Input records:
◇ ◇ ◇ ◇ ◇ ◇ ◇

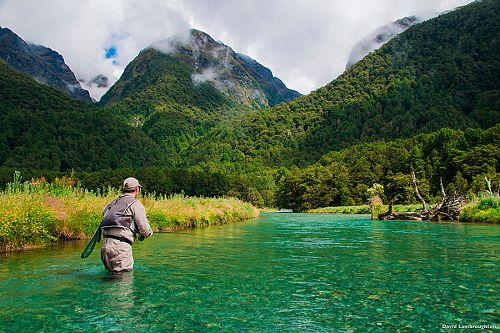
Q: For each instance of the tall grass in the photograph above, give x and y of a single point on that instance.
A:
(37, 213)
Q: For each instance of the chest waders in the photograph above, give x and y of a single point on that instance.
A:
(114, 217)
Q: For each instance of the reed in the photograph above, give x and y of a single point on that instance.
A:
(36, 213)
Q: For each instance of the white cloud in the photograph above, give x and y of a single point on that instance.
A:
(306, 43)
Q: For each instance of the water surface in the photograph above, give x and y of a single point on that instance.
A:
(282, 272)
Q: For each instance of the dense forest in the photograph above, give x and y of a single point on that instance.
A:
(458, 159)
(439, 80)
(44, 129)
(444, 72)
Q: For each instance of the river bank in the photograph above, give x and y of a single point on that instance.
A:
(484, 210)
(36, 214)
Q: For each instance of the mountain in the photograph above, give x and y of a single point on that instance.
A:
(441, 73)
(459, 160)
(379, 37)
(45, 129)
(179, 88)
(41, 63)
(236, 76)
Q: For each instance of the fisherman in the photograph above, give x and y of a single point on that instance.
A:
(123, 220)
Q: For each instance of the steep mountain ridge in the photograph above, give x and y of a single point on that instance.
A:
(379, 37)
(45, 129)
(41, 63)
(441, 73)
(237, 76)
(179, 88)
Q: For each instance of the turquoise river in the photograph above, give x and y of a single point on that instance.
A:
(280, 273)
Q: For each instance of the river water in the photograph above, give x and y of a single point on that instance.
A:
(280, 273)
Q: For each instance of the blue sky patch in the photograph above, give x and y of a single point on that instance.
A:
(111, 52)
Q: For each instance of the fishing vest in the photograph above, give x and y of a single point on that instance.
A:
(115, 215)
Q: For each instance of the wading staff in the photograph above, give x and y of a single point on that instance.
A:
(90, 246)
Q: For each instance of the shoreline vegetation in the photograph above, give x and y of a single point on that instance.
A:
(37, 213)
(480, 210)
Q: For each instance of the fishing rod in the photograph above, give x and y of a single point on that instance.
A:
(96, 237)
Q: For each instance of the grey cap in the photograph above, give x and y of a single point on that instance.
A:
(130, 184)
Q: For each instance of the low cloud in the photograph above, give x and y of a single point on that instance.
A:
(208, 74)
(305, 43)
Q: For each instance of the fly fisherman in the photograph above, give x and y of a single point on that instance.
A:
(122, 220)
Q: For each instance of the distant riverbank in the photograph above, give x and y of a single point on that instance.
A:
(485, 210)
(36, 214)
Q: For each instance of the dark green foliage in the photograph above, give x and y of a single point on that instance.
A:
(44, 129)
(459, 158)
(441, 73)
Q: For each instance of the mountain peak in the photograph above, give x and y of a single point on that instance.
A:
(235, 75)
(41, 63)
(379, 37)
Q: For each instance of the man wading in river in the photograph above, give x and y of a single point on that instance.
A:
(122, 220)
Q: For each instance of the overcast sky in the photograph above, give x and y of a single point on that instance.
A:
(306, 43)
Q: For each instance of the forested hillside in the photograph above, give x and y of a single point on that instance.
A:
(444, 72)
(44, 129)
(461, 159)
(179, 88)
(40, 63)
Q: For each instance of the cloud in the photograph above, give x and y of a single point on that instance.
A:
(208, 74)
(306, 43)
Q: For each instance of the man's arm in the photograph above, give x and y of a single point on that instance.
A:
(139, 214)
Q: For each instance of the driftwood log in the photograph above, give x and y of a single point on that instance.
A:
(448, 209)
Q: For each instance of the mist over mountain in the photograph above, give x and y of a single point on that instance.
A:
(440, 73)
(379, 37)
(45, 129)
(236, 76)
(41, 63)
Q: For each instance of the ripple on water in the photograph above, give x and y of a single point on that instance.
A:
(284, 272)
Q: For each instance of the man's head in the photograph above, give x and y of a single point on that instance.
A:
(131, 185)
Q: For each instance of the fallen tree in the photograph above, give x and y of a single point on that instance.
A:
(448, 209)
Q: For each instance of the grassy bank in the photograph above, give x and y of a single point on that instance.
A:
(364, 209)
(485, 210)
(35, 214)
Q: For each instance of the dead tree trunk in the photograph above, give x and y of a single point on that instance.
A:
(414, 180)
(448, 209)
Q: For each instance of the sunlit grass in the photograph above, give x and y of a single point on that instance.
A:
(38, 213)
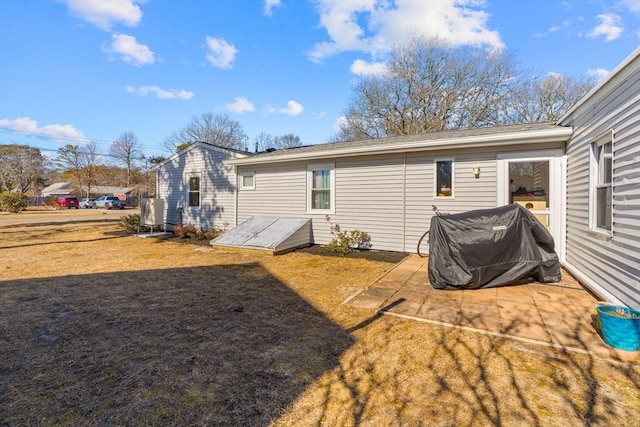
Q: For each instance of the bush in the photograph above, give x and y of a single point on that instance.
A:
(191, 232)
(13, 202)
(131, 224)
(344, 242)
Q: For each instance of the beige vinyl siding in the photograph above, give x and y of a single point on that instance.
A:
(369, 197)
(217, 185)
(609, 263)
(468, 192)
(280, 190)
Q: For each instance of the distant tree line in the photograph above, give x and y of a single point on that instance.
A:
(430, 86)
(427, 86)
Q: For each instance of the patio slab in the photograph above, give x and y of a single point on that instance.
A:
(559, 314)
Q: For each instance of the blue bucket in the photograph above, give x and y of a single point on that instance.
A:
(620, 326)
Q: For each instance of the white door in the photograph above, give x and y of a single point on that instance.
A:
(534, 181)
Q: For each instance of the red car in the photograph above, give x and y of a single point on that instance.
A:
(66, 202)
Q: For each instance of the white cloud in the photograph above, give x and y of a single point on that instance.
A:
(365, 68)
(610, 27)
(106, 13)
(240, 105)
(632, 5)
(565, 24)
(269, 5)
(338, 124)
(293, 108)
(160, 93)
(598, 73)
(26, 126)
(129, 50)
(375, 26)
(220, 53)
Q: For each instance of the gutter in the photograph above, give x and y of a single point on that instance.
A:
(560, 134)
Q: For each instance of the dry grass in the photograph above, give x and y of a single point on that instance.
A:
(99, 328)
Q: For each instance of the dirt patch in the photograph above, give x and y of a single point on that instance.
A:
(98, 328)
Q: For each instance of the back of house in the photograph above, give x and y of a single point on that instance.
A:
(603, 186)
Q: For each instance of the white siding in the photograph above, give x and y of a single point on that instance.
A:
(608, 264)
(217, 185)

◇ ◇ ◇ ◇ ◇ ◇ ◇

Problem details:
Once you have located every line with the word "blue" in the material above, list those lines.

Answer to the exercise:
Q: For each instance of the blue sky patch in the photograph above, give x and y of a single point on that instance.
Q: For each instance of the blue bucket in the photograph above, give x and y of a single point on that instance.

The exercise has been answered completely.